What to produce:
Can you edit the items below so that "green shrub" reads "green bush", with every other line kept as it is? Leave the pictures out of your answer.

** start **

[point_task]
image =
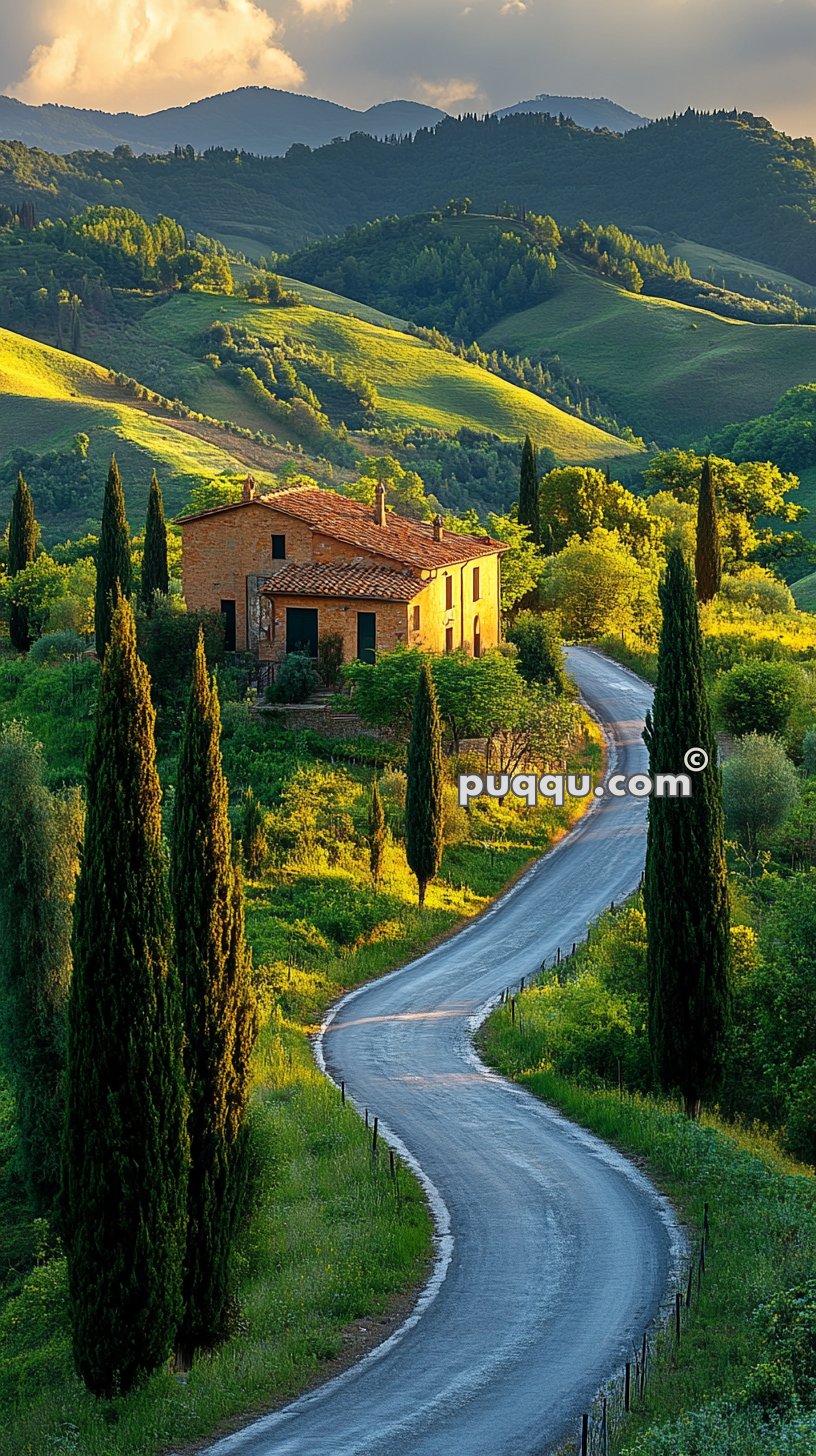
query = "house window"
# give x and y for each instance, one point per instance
(228, 612)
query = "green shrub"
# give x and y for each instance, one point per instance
(809, 753)
(759, 590)
(57, 647)
(759, 786)
(758, 698)
(787, 1325)
(539, 650)
(296, 679)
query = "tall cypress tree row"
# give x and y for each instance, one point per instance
(423, 797)
(708, 556)
(529, 513)
(685, 890)
(38, 867)
(126, 1148)
(112, 558)
(376, 833)
(155, 575)
(22, 546)
(213, 964)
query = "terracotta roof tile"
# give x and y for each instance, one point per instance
(340, 580)
(335, 516)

** end **

Solution to the problem:
[point_task]
image =
query = "house window"
# give x and y for each instance, one point per instance
(228, 612)
query = "green bush"
# give x and y for each instance, one point per instance
(809, 753)
(759, 590)
(57, 647)
(759, 786)
(758, 698)
(787, 1325)
(539, 650)
(296, 679)
query = "tall cypress tree row"
# give x and y for each instance, one point per instance
(423, 797)
(708, 556)
(529, 513)
(685, 890)
(38, 867)
(126, 1148)
(112, 558)
(376, 833)
(155, 575)
(22, 546)
(213, 964)
query = "terracotta roof tile"
# give x and y for each instance, one point per instance
(340, 580)
(335, 516)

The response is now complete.